WHAT YOU ARE ASKED TO DO
Copy the data that follows exactly as it is, excluding all pictures.

Dataset entries
----------------------------------------

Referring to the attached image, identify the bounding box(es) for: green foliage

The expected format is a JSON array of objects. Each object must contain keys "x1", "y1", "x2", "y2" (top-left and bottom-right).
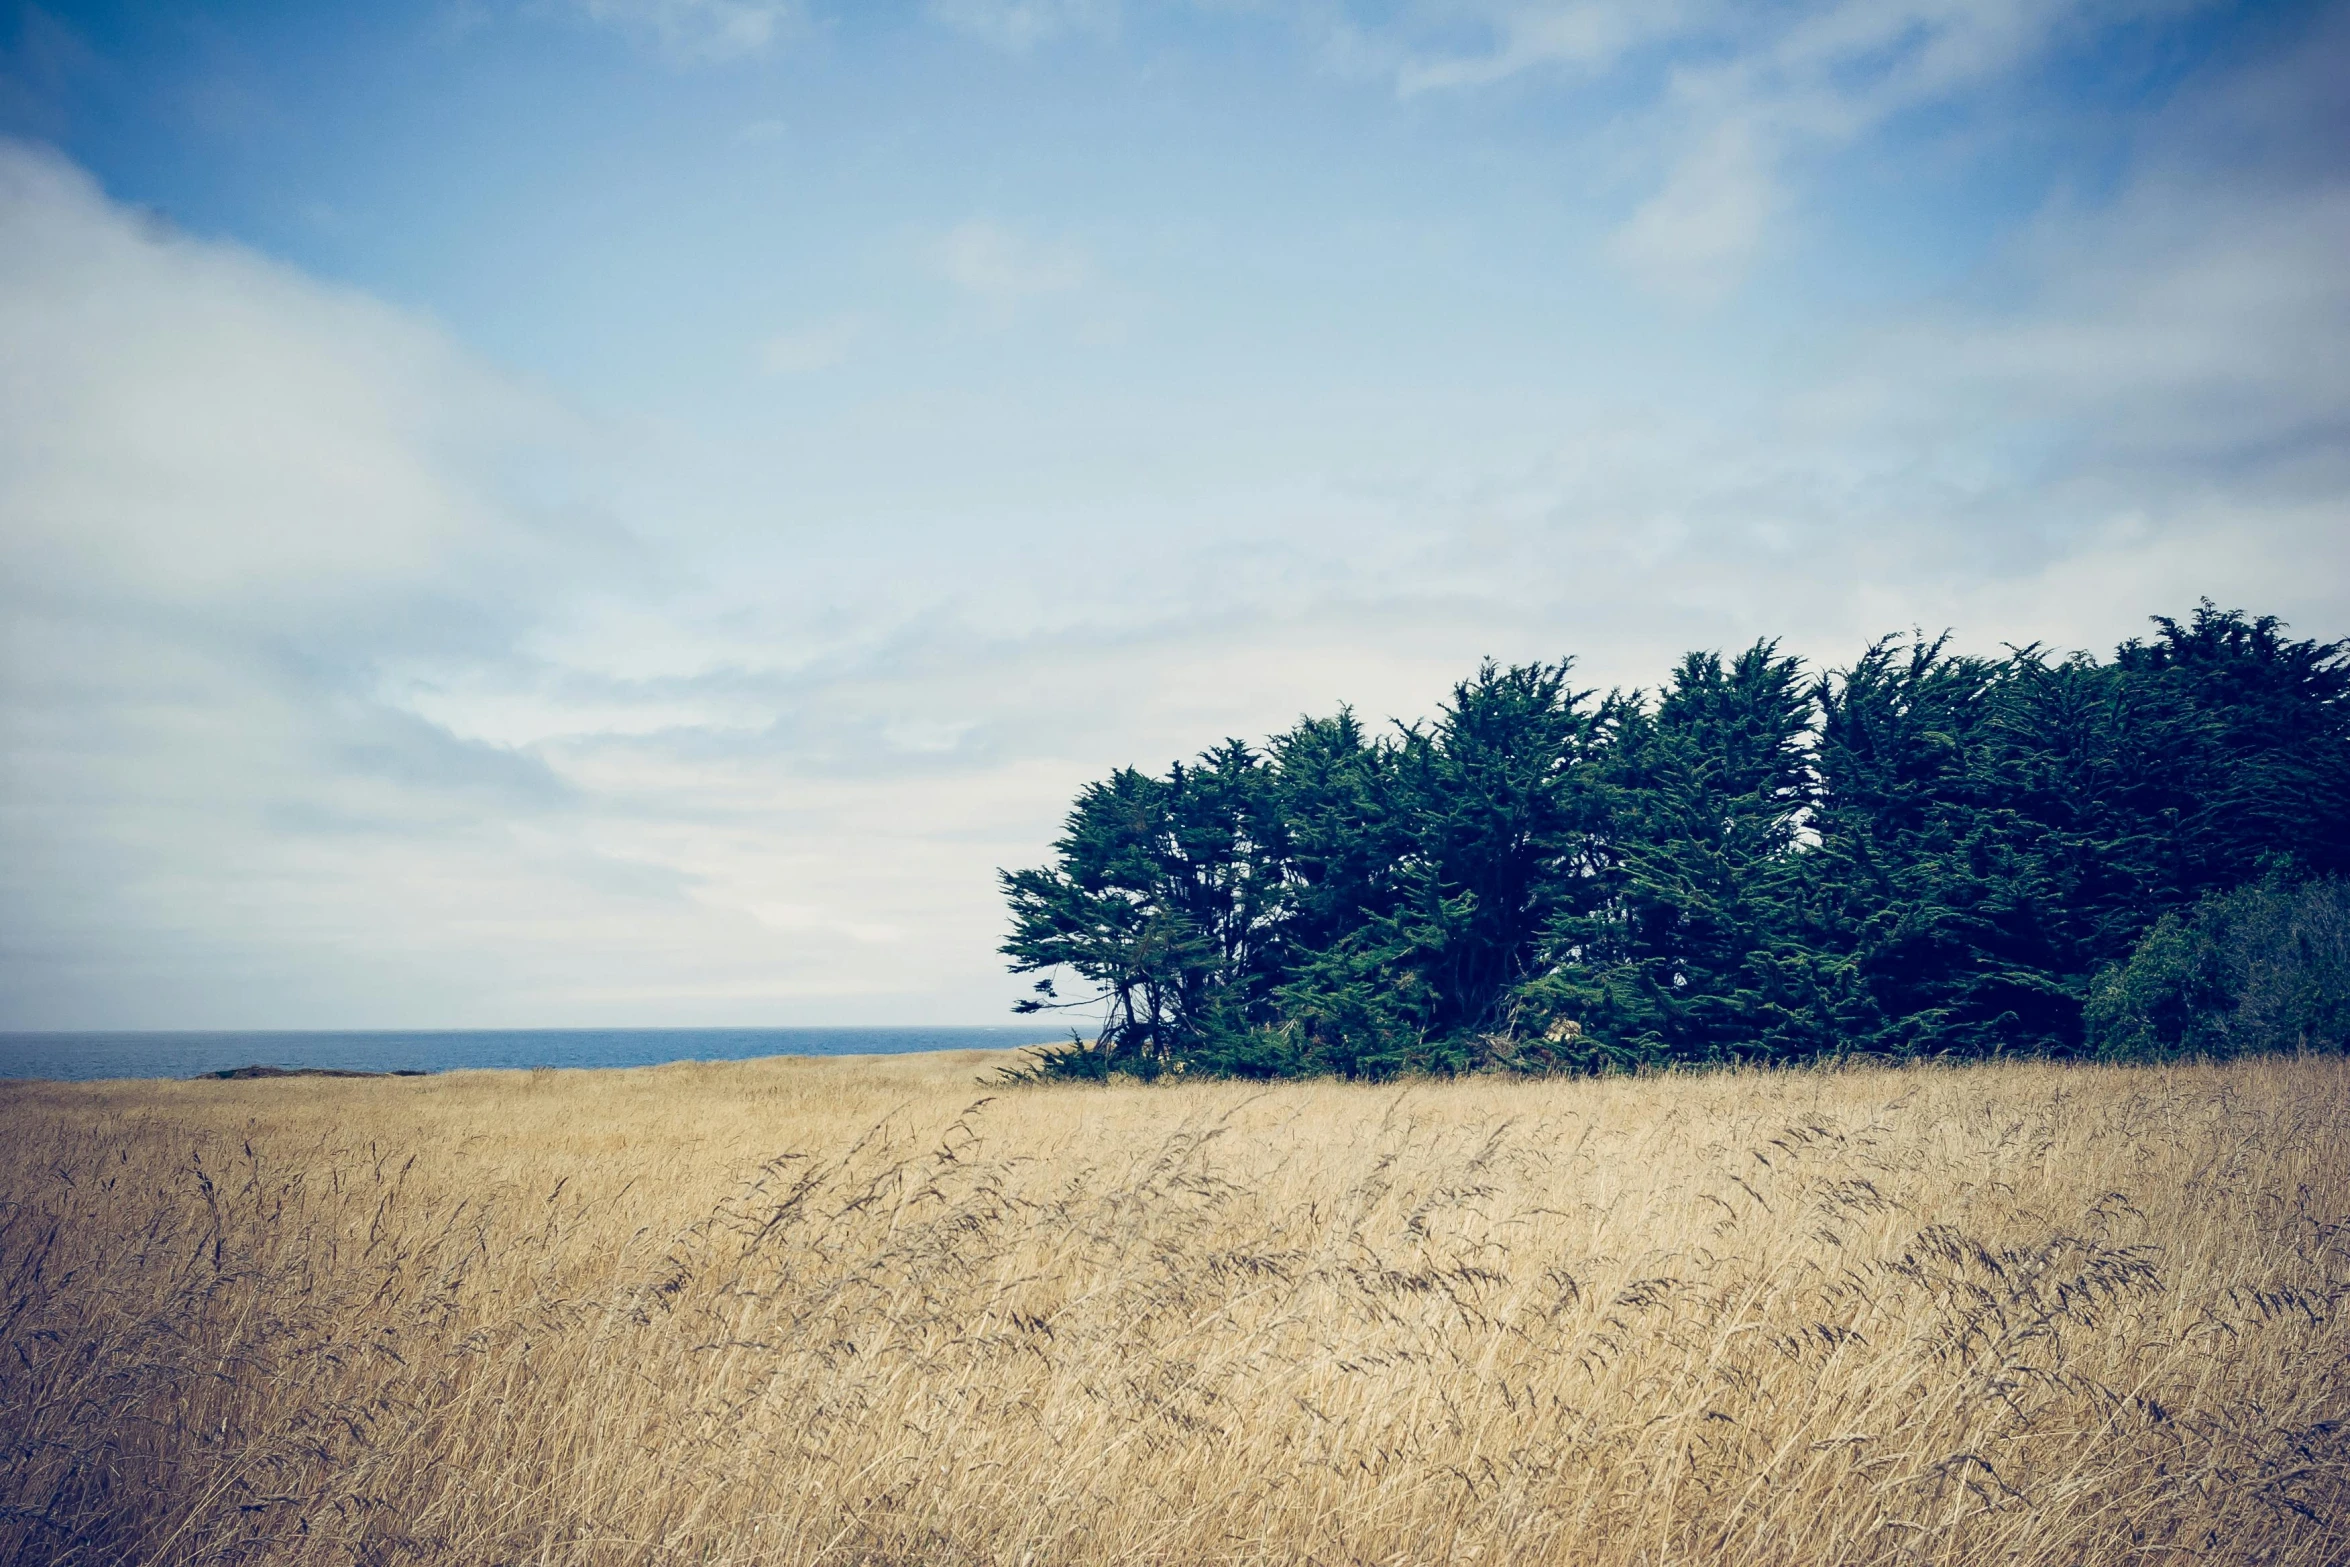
[
  {"x1": 2085, "y1": 874, "x2": 2350, "y2": 1061},
  {"x1": 1002, "y1": 602, "x2": 2350, "y2": 1079},
  {"x1": 1271, "y1": 660, "x2": 1598, "y2": 1074},
  {"x1": 1524, "y1": 643, "x2": 1819, "y2": 1068}
]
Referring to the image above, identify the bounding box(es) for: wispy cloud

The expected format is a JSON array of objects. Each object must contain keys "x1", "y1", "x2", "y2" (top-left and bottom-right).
[
  {"x1": 757, "y1": 313, "x2": 864, "y2": 373},
  {"x1": 930, "y1": 219, "x2": 1092, "y2": 313},
  {"x1": 1807, "y1": 21, "x2": 2350, "y2": 480},
  {"x1": 568, "y1": 0, "x2": 799, "y2": 62},
  {"x1": 1385, "y1": 0, "x2": 1709, "y2": 94},
  {"x1": 1604, "y1": 117, "x2": 1773, "y2": 305},
  {"x1": 1307, "y1": 0, "x2": 2219, "y2": 302},
  {"x1": 0, "y1": 144, "x2": 652, "y2": 1025},
  {"x1": 928, "y1": 0, "x2": 1117, "y2": 53},
  {"x1": 2, "y1": 3, "x2": 2342, "y2": 1029},
  {"x1": 0, "y1": 145, "x2": 1121, "y2": 1028}
]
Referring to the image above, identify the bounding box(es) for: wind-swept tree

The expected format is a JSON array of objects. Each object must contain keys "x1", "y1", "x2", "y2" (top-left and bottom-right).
[
  {"x1": 1525, "y1": 642, "x2": 1827, "y2": 1066},
  {"x1": 1001, "y1": 603, "x2": 2350, "y2": 1079},
  {"x1": 999, "y1": 741, "x2": 1286, "y2": 1076},
  {"x1": 1275, "y1": 661, "x2": 1599, "y2": 1074}
]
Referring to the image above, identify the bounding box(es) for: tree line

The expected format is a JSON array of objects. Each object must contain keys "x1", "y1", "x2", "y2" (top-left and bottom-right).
[{"x1": 999, "y1": 603, "x2": 2350, "y2": 1078}]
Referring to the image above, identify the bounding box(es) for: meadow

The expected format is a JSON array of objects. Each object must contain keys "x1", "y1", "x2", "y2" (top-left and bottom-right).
[{"x1": 2, "y1": 1051, "x2": 2346, "y2": 1565}]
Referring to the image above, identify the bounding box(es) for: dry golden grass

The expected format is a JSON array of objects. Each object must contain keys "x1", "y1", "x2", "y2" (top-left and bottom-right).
[{"x1": 3, "y1": 1050, "x2": 2347, "y2": 1565}]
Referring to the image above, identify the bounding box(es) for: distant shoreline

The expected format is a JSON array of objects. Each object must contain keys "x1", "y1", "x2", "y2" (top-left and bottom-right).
[
  {"x1": 0, "y1": 1026, "x2": 1067, "y2": 1084},
  {"x1": 199, "y1": 1064, "x2": 431, "y2": 1080}
]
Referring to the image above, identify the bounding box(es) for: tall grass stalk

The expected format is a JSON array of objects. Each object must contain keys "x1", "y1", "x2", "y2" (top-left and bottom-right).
[{"x1": 3, "y1": 1050, "x2": 2345, "y2": 1564}]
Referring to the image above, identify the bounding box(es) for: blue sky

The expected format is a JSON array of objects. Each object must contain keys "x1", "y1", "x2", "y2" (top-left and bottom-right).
[{"x1": 2, "y1": 0, "x2": 2345, "y2": 1028}]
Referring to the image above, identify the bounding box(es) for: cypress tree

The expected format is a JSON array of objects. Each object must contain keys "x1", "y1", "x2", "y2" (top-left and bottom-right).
[{"x1": 1000, "y1": 604, "x2": 2350, "y2": 1078}]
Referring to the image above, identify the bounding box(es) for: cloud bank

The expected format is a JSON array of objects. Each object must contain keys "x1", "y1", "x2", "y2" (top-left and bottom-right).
[{"x1": 2, "y1": 3, "x2": 2345, "y2": 1028}]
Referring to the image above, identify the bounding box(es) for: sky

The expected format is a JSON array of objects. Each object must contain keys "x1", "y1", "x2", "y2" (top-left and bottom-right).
[{"x1": 1, "y1": 0, "x2": 2345, "y2": 1030}]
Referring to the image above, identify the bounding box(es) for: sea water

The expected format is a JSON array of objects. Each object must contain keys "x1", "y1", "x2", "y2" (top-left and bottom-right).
[{"x1": 0, "y1": 1027, "x2": 1067, "y2": 1082}]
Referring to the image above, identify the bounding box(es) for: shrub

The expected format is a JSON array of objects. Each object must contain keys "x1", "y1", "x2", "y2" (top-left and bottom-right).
[{"x1": 2086, "y1": 874, "x2": 2350, "y2": 1061}]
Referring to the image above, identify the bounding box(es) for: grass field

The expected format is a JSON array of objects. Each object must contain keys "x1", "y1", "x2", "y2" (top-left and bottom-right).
[{"x1": 3, "y1": 1051, "x2": 2347, "y2": 1565}]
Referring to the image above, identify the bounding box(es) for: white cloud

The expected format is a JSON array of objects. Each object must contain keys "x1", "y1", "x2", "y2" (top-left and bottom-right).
[
  {"x1": 757, "y1": 313, "x2": 864, "y2": 373},
  {"x1": 930, "y1": 219, "x2": 1092, "y2": 310},
  {"x1": 1603, "y1": 117, "x2": 1773, "y2": 305},
  {"x1": 0, "y1": 161, "x2": 557, "y2": 615},
  {"x1": 1599, "y1": 0, "x2": 2188, "y2": 299},
  {"x1": 1840, "y1": 186, "x2": 2350, "y2": 468},
  {"x1": 1801, "y1": 14, "x2": 2350, "y2": 478},
  {"x1": 568, "y1": 0, "x2": 798, "y2": 62},
  {"x1": 1305, "y1": 0, "x2": 2221, "y2": 301},
  {"x1": 0, "y1": 142, "x2": 1014, "y2": 1029},
  {"x1": 1388, "y1": 0, "x2": 1712, "y2": 94},
  {"x1": 2, "y1": 6, "x2": 2343, "y2": 1029},
  {"x1": 929, "y1": 0, "x2": 1117, "y2": 52}
]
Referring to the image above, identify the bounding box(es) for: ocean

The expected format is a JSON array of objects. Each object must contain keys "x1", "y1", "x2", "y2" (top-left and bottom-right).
[{"x1": 0, "y1": 1026, "x2": 1069, "y2": 1083}]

----------------------------------------

EXERCISE ANSWER
Referring to the attached image, identify the bounding box(es) for: green foliage

The expected format is a JSON array of objects. Each object must contain keys "x1", "y1", "x2", "y2" (top-left and bottom-right).
[
  {"x1": 2085, "y1": 874, "x2": 2350, "y2": 1061},
  {"x1": 1002, "y1": 602, "x2": 2350, "y2": 1079},
  {"x1": 1271, "y1": 660, "x2": 1598, "y2": 1074},
  {"x1": 1524, "y1": 643, "x2": 1819, "y2": 1068}
]
Referring to the image above, identify the bounding box(es) for: wispy cloud

The expected format is a JSON array of objects. Each object must contain keys "x1", "y1", "x2", "y2" (top-left and bottom-right).
[
  {"x1": 757, "y1": 313, "x2": 864, "y2": 373},
  {"x1": 930, "y1": 219, "x2": 1092, "y2": 313},
  {"x1": 1807, "y1": 21, "x2": 2350, "y2": 480},
  {"x1": 568, "y1": 0, "x2": 799, "y2": 62},
  {"x1": 1385, "y1": 0, "x2": 1709, "y2": 94},
  {"x1": 1604, "y1": 117, "x2": 1773, "y2": 305},
  {"x1": 1307, "y1": 0, "x2": 2219, "y2": 302},
  {"x1": 0, "y1": 144, "x2": 652, "y2": 1025},
  {"x1": 928, "y1": 0, "x2": 1117, "y2": 53},
  {"x1": 2, "y1": 3, "x2": 2342, "y2": 1029},
  {"x1": 0, "y1": 145, "x2": 1121, "y2": 1028}
]
Referring to the image above, identify the bounding box(es) for: wind-swept tree

The expected format is a JSON array of objects. Each object must contain keys "x1", "y1", "x2", "y2" (top-left and bottom-right).
[
  {"x1": 1525, "y1": 642, "x2": 1827, "y2": 1066},
  {"x1": 1001, "y1": 603, "x2": 2350, "y2": 1079},
  {"x1": 999, "y1": 741, "x2": 1286, "y2": 1076},
  {"x1": 1275, "y1": 661, "x2": 1599, "y2": 1074}
]
Referring to the image above, identify the bounding box(es) for: tree line

The expected format is a JSON array of objects. Each object must contain keys "x1", "y1", "x2", "y2" (top-left and bottom-right).
[{"x1": 999, "y1": 603, "x2": 2350, "y2": 1078}]
Referring to the image above, identify the bounding box(es) for: meadow

The expected format is a JSON array of objects. Each object must contain keys "x1", "y1", "x2", "y2" (top-left and bottom-right).
[{"x1": 2, "y1": 1051, "x2": 2346, "y2": 1565}]
Referring to the image above, identify the bounding box(es) for: dry golden grass

The expected format is a JSON array of objects. Each object must contain keys "x1", "y1", "x2", "y2" (top-left and bottom-right).
[{"x1": 3, "y1": 1050, "x2": 2347, "y2": 1565}]
Referring to the image above, identify the bounding box(es) for: distant shoreline

The expected format is a JSON array of objects. Each object must contain keys "x1", "y1", "x2", "y2" (top-left and bottom-right).
[
  {"x1": 0, "y1": 1026, "x2": 1067, "y2": 1084},
  {"x1": 199, "y1": 1064, "x2": 431, "y2": 1080}
]
Referring to the image above, identify the bounding box(es) for: tall grass stalk

The expected format is a JSON array of objects. Each object must contain keys "x1", "y1", "x2", "y2" (top-left and bottom-right).
[{"x1": 3, "y1": 1050, "x2": 2345, "y2": 1564}]
Referring to the image above, identify the bounding box(es) for: blue sky

The expected format is a JSON array of objects. Each object must contain keys "x1", "y1", "x2", "y2" (top-left and bottom-right).
[{"x1": 2, "y1": 0, "x2": 2345, "y2": 1028}]
Referring to the image above, identify the bounding box(es) for: cypress tree

The expected format is a JSON array of objects. Each object must contain keys "x1", "y1", "x2", "y2" (top-left and bottom-right).
[{"x1": 1000, "y1": 604, "x2": 2350, "y2": 1078}]
Referring to the image above, identify the bounding box(es) for: cloud bank

The expected format is a JSON array of objects. Each object must contain keys "x1", "y1", "x2", "y2" (top-left and bottom-right).
[{"x1": 2, "y1": 3, "x2": 2345, "y2": 1028}]
Referring to the image above, identify the bounding box(es) for: sky

The expected format is a JSON array of objects. Each object must contain keys "x1", "y1", "x2", "y2" (top-left and bottom-right).
[{"x1": 1, "y1": 0, "x2": 2345, "y2": 1030}]
Referring to the image above, identify the bounding box(es) for: sea water

The expected format is a JSON array of objects. Each object must contain keys "x1", "y1", "x2", "y2" (top-left and bottom-right).
[{"x1": 0, "y1": 1027, "x2": 1067, "y2": 1082}]
Referring to the image above, identify the bounding box(es) for: shrub

The expected format is a JSON array of objects. Each object must contain keys "x1", "y1", "x2", "y2" (top-left and bottom-right).
[{"x1": 2086, "y1": 874, "x2": 2350, "y2": 1061}]
Referring to the image above, identify the bounding box(es) for: grass field

The expected format is a JSON array of objects. Each object must contain keys "x1", "y1", "x2", "y2" (top-left and bottom-right).
[{"x1": 3, "y1": 1051, "x2": 2347, "y2": 1565}]
Referring to the image above, identify the bounding box(es) for: white cloud

The expected format is a JSON array of objects. Each object must contain keys "x1", "y1", "x2", "y2" (top-left and bottom-right).
[
  {"x1": 757, "y1": 313, "x2": 864, "y2": 373},
  {"x1": 930, "y1": 219, "x2": 1092, "y2": 310},
  {"x1": 1603, "y1": 117, "x2": 1773, "y2": 305},
  {"x1": 0, "y1": 161, "x2": 557, "y2": 615},
  {"x1": 1599, "y1": 0, "x2": 2188, "y2": 299},
  {"x1": 1840, "y1": 186, "x2": 2350, "y2": 468},
  {"x1": 1801, "y1": 14, "x2": 2350, "y2": 478},
  {"x1": 568, "y1": 0, "x2": 798, "y2": 62},
  {"x1": 1305, "y1": 0, "x2": 2221, "y2": 301},
  {"x1": 0, "y1": 142, "x2": 1014, "y2": 1029},
  {"x1": 1388, "y1": 0, "x2": 1712, "y2": 94},
  {"x1": 2, "y1": 6, "x2": 2343, "y2": 1029},
  {"x1": 929, "y1": 0, "x2": 1117, "y2": 52}
]
Referring to the image above, identify the bounding box(es) for: ocean

The expected format is a JSON array of objects. Each object must contain keys "x1", "y1", "x2", "y2" (top-left and bottom-right).
[{"x1": 0, "y1": 1026, "x2": 1069, "y2": 1083}]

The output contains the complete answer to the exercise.